(Coordinate annotation listing)
┄┄┄┄┄┄┄┄┄┄

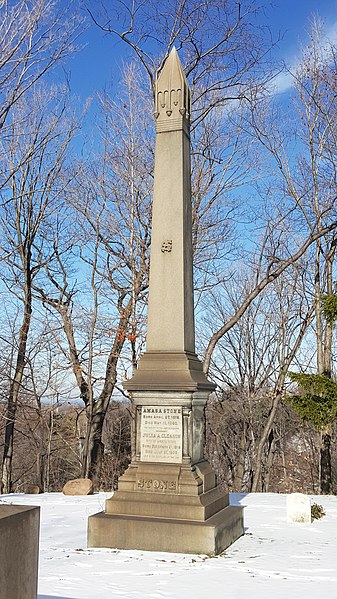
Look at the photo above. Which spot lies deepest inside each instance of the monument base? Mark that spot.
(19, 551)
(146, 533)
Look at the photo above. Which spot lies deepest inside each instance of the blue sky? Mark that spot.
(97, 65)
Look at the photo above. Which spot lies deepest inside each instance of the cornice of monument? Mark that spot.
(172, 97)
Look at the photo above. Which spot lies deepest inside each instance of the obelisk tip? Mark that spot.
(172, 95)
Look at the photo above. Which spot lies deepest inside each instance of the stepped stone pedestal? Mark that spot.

┄┄┄┄┄┄┄┄┄┄

Aim
Reproduce the listing above word for word, and leave the pictures out of your answer.

Solution to the exercise
Look at the photo above. Which spot lies deepest inside each instance of the monument base? Mark that spot.
(19, 551)
(146, 533)
Look at the photo above. Which spot lies deepest inside each instance of the blue sky? Mark that spot.
(97, 65)
Look at the photo above. Which spot lies deepest inside each instance of the cornice of monument? Mark that spot.
(172, 97)
Look at the photo above. Which spot lies deepest inside each instance of the obelisk tip? Mark that spot.
(172, 95)
Look at the photo above. Which spot lies deepest inside each instance of the stepped stone pedestal? Mark that spot.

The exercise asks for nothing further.